- **Texto fornecido**:
Afastamento seria fundamental para recuperação completa do presidente
Não é preciso ter diploma de médico para saber que uma internação hospitalar após uma cirurgia complexa, semelhante à que foi submetido o presidente Jair Bolsonaro, é um momento fundamental para que o corpo e a mente se readaptem às interferências sofridas.
Um tempo de repouso e de cuidados permanentes para que a intervenção humana se harmonize com a lógica vital.
O que se tem visto diante da situação de recuperação do chefe da República, porém, é um tormento. Ora é uma fotografia do homem despachando com uma sonda nasogástrica, ora é uma postagem em redes sociais repercutindo algum novo babado ministerial.
Até selfie de dentro do leito presidencial está valendo. Bolsonaro tem subvertido a lógica do necessário descanso da carcaça para um ressurgimento íntegro e, de fato, bem recuperado.
Tenho dúvidas e me permito especular se a equipe do Einstein, hospital onde se interna o presidente desde o dia 27 de janeiro, deu aval total para que Bolsonaro seguisse à frente da nau enquanto sente enjoos, febre, constipações, náuseas e demais perrengues de um pós-operatório.
Por mais dividido que este país esteja, penso ser pouco provável que haveria críticas a um afastamento mais efetivo do presidente para que ele tivesse uma reabilitação como deve ser: tranquila, bem assistida, com conquistas diárias, com recomeços e longe de situações de estresse que roubam da mente a energia que deveria ir para as áreas em processo de cura, de rearranjo.
Uma faca dançou pelas entranhas do presidente, não foi uma picada de abelha, uma unha que se encravou.
O custo de ser o fortão nacional, o homem mais resistente da terra, pode ser altíssimo ao organismo do herói.
Melhor seria passar uma mensagem de que todos nós, uma vez na vida, vamos precisar de um intervalo, com tempos variáveis, para nos recompormos e de que não há vergonha nenhuma nisso.
O próprio slogan de Bolsonaro teria de ser suficientemente acolhedor a ele para abrir mão provisoriamente do cajado do poder, afinal, “Deus acima de todos” daria conta de qualquer parada brasuca.

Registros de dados
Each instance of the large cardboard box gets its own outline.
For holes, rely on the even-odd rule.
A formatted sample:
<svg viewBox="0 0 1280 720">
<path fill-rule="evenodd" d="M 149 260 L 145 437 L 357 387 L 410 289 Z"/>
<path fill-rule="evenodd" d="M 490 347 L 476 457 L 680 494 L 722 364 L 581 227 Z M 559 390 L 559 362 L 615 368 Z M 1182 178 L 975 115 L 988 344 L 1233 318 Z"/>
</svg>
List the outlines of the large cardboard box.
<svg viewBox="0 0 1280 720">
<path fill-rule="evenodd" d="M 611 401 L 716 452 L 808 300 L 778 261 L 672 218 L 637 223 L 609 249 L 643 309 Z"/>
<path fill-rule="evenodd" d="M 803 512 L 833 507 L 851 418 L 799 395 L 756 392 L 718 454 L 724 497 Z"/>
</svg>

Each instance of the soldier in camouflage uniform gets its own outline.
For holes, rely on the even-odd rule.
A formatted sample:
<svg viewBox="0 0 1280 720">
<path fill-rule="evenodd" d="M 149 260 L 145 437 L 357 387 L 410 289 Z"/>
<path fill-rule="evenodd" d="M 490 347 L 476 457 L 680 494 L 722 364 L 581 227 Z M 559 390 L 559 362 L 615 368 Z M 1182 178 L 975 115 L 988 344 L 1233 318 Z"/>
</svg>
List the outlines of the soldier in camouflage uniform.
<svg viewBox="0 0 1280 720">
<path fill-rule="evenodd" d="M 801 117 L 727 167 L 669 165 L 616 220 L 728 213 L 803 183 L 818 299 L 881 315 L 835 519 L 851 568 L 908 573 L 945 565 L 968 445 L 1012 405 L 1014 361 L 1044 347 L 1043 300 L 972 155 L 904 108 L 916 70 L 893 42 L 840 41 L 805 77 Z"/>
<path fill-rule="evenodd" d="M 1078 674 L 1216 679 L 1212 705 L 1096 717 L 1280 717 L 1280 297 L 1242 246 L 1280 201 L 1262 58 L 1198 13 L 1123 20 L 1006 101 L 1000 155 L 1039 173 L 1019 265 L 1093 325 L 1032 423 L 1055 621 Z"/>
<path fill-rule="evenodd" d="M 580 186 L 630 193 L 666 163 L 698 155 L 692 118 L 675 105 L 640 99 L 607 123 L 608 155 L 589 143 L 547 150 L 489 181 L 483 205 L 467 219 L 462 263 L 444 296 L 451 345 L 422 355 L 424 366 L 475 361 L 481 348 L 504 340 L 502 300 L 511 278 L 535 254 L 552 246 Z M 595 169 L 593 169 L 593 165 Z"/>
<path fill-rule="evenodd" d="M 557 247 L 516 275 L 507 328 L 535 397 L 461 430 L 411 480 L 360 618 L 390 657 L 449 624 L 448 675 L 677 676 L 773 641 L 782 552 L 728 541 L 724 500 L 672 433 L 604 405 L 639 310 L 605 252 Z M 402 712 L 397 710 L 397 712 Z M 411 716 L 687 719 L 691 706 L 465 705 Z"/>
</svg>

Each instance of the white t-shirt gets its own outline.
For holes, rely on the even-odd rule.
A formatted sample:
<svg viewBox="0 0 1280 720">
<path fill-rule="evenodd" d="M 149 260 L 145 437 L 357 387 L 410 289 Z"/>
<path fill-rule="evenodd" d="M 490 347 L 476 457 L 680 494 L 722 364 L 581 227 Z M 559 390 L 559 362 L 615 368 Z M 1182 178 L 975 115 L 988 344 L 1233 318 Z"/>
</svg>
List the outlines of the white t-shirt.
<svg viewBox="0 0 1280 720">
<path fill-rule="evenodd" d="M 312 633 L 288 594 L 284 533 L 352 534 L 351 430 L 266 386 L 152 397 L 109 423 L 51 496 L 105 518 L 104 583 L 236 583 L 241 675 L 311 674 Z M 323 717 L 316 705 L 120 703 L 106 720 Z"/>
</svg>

- **Requisitos das tarefas**:
a: Indique se cada afirmação abaixo está de acordo com o texto sobre a recuperação do presidente, respondendo sim ou não e citando literalmente as palavras do texto que decidem a questão: (i) o presidente está internado no Einstein desde 27 de janeiro; (ii) o texto compara a cirurgia do presidente a uma picada de abelha; (iii) o slogan de Bolsonaro citado é "Deus acima de todos".
b: Prossiga o texto sobre a recuperação do presidente, começando logo após a última frase apresentada.

- **Respostas das tarefas**:
a:
(i) Sim: "hospital onde se interna o presidente desde o dia 27 de janeiro".
(ii) Não: "não foi uma picada de abelha, uma unha que se encravou".
(iii) Sim: "afinal, “Deus acima de todos” daria conta de qualquer parada brasuca".

b:
Mas o que se tem visto é o contrário. O presidente “participa” tanto do pacote da segurança do Moro como pensa num pacote para colocar Damares. Isso sem falar no olho pregado aos movimentos do vice, o general Mourão.
Se por um lado ver o presidente sentado numa maca, de pijama, tomando sopa desperta uma sensação de solidariedade, de vontade de acalentar o enfermo, por outro expõe ainda mais o país, já tão combalido pela lama, pela incompetência e pela corrupção a um vácuo de comando, a uma certa orfandade.
Estar enfermo, em reabilitação, não pode ser um castigo maior do que as próprias dores e dissabores das circunstâncias e deveria o presidente ter a pausa de que necessita, sem o desequilíbrio de pensar em um pé que o sustenta e no outro que tenta guiar um país.
Por mais geniais e habilitados que sejam os médicos e por mais recursos à disposição de Bolsonaro, é a terceira intervenção em um mesmo ponto do organismo que ele sofre e os custos disso para o corpo e alma são cada vez maiores como também deveria ser maior a pausa providencial de recuperação.
É humano ter respeito e dar apoio a um líder convalescente, mesmo em um país de tantas urgências e carente de figuras que fervilhem vontade de mudar no comando e o comando, mas sem as pausas tão necessárias para a vida, tropeços e remendos podem seguir como lógica do poder.